▸ SELECTED TEXT:
---

There are salient patterns of wealth and poverty concentrations in SV. Approximately one third of lower-Valley households and population meets DAC/ DUC status with MHI below 80% of state and SoCo MHI. SV has a history of and existing patterns of segregation.

 

Tract-level analysis and Tract-level framing of local demography hides real socio-econ differences and real lower income communities of interest. A cross-BG level of analysis is called for to properly identify DAC and DUC communities of interest and to not erase them with mathematical/ methodological sleight of hand.

 

Powers-that-be have to want to see equity issues and this starts with electeds directing staff to address the salient issues brought up in this study. If electeds believe in UGBs and community separators and city-centered growth, the choice is clear: serious upzoning is called for in higher opportunity, lower density areas in the USA. If not, then allegiance to low density land use character stands as an impediment to SV equity and integration.      

 

A DAC/ DUC COLA is justified for SoCo and if not, a higher percentage of people and households in SV south of Kenwood will remain cost burdened with no chance for any official mitigations.

 

The SoCo LAFCO Plan West DUC study consultant should share their data sources and tools with the public so their findings can be contextualized, checked, and replicated. The findings and conclusions in this study can be compared to the Plan West DUC study.

 

At the lower SV level, south of Kenwood, there is not so much an east-west pattern of segregation but more one of low-density unincorporated TCAC Highest Recourse Opportunity Areas encroaching on lower-income core urbanized areas.

 

The findings in this study can serve as data for existing conditions in the Sonoma and County GPs and GP Land Use and Sustainability Elements, as well as updating HEs with more accurate info. These findings also serve to justify the need for more 100% AH projects in SV, and to locate these projects in areas that do not exacerbate AFFH segregation issues.

 

The historical intransigence of Sonoma to accept higher density infill and the existing over-concentration of lower-income housing in the Springs means that new lower-income housing is AFFH-justified along Arnold Drive, in the SV USA, to at once address the high County 6th cycle RHNA allocation and growing/ encroaching concentrations of wealth.

---

▸ DATA IN THIS EXERCISE:
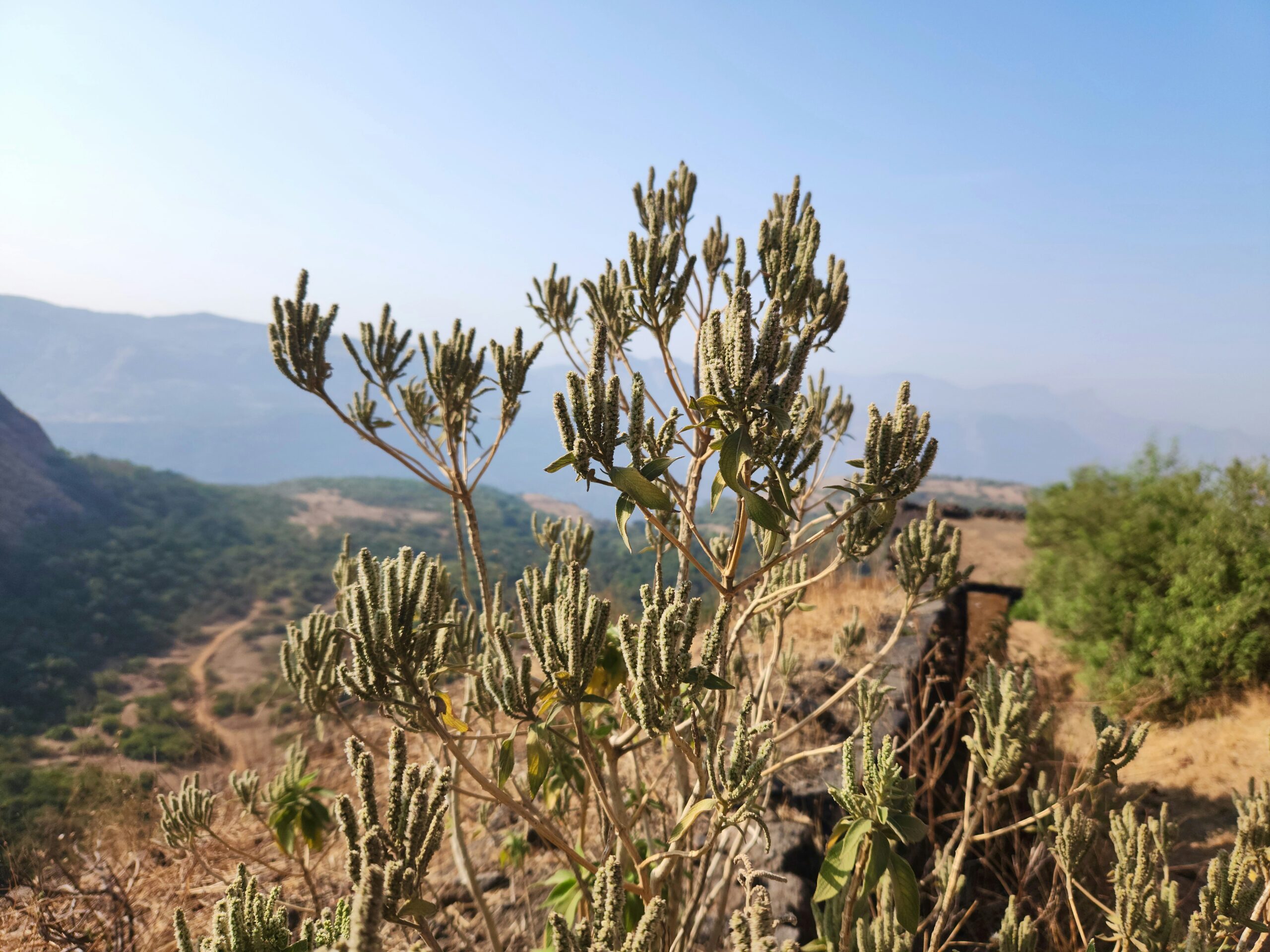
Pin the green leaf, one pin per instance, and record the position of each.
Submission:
(779, 416)
(656, 468)
(538, 757)
(717, 489)
(840, 858)
(732, 455)
(903, 883)
(506, 761)
(762, 512)
(691, 814)
(625, 509)
(561, 464)
(634, 484)
(908, 828)
(715, 683)
(1251, 924)
(418, 908)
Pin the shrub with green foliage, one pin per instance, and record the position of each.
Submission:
(1159, 575)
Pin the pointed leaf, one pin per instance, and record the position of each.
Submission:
(561, 464)
(691, 814)
(634, 484)
(840, 858)
(656, 468)
(506, 761)
(447, 715)
(732, 455)
(908, 828)
(538, 757)
(879, 857)
(762, 512)
(903, 883)
(418, 908)
(625, 509)
(717, 489)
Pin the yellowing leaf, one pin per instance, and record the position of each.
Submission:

---

▸ GOALS:
#1 Transcribe the passage on housing equity and segregation in full, keeping every word and character the same.
#2 Reproduce all of the rows above word for word, leaving the pictures out of your answer.

▸ PER-TASK OUTPUTS:
#1
There are salient patterns of wealth and poverty concentrations in SV. Approximately one third of lower-Valley households and population meets DAC/ DUC status with MHI below 80% of state and SoCo MHI. SV has a history of and existing patterns of segregation.

 

Tract-level analysis and Tract-level framing of local demography hides real socio-econ differences and real lower income communities of interest. A cross-BG level of analysis is called for to properly identify DAC and DUC communities of interest and to not erase them with mathematical/ methodological sleight of hand.

 

Powers-that-be have to want to see equity issues and this starts with electeds directing staff to address the salient issues brought up in this study. If electeds believe in UGBs and community separators and city-centered growth, the choice is clear: serious upzoning is called for in higher opportunity, lower density areas in the USA. If not, then allegiance to low density land use character stands as an impediment to SV equity and integration.      

 

A DAC/ DUC COLA is justified for SoCo and if not, a higher percentage of people and households in SV south of Kenwood will remain cost burdened with no chance for any official mitigations.

 

The SoCo LAFCO Plan West DUC study consultant should share their data sources and tools with the public so their findings can be contextualized, checked, and replicated. The findings and conclusions in this study can be compared to the Plan West DUC study.

 

At the lower SV level, south of Kenwood, there is not so much an east-west pattern of segregation but more one of low-density unincorporated TCAC Highest Recourse Opportunity Areas encroaching on lower-income core urbanized areas.

 

The findings in this study can serve as data for existing conditions in the Sonoma and County GPs and GP Land Use and Sustainability Elements, as well as updating HEs with more accurate info. These findings also serve to justify the need for more 100% AH projects in SV, and to locate these projects in areas that do not exacerbate AFFH segregation issues.

 

The historical intransigence of Sonoma to accept higher density infill and the existing over-concentration of lower-income housing in the Springs means that new lower-income housing is AFFH-justified along Arnold Drive, in the SV USA, to at once address the high County 6th cycle RHNA allocation and growing/ encroaching concentrations of wealth.

#2
Pin the green leaf, one pin per instance, and record the position of each.
Submission:
(779, 416)
(656, 468)
(538, 757)
(717, 489)
(840, 858)
(732, 455)
(903, 883)
(506, 761)
(762, 512)
(691, 814)
(625, 509)
(561, 464)
(634, 484)
(908, 828)
(715, 683)
(1251, 924)
(418, 908)
Pin the shrub with green foliage, one pin per instance, and record the position of each.
Submission:
(1159, 575)
Pin the pointed leaf, one pin per instance, and record the position of each.
Submission:
(561, 464)
(691, 814)
(634, 484)
(840, 858)
(656, 468)
(506, 761)
(447, 715)
(732, 455)
(908, 828)
(538, 757)
(879, 857)
(762, 512)
(903, 883)
(418, 908)
(625, 509)
(717, 489)
Pin the yellowing leaf, one pin per instance, and record the position of each.
Submission:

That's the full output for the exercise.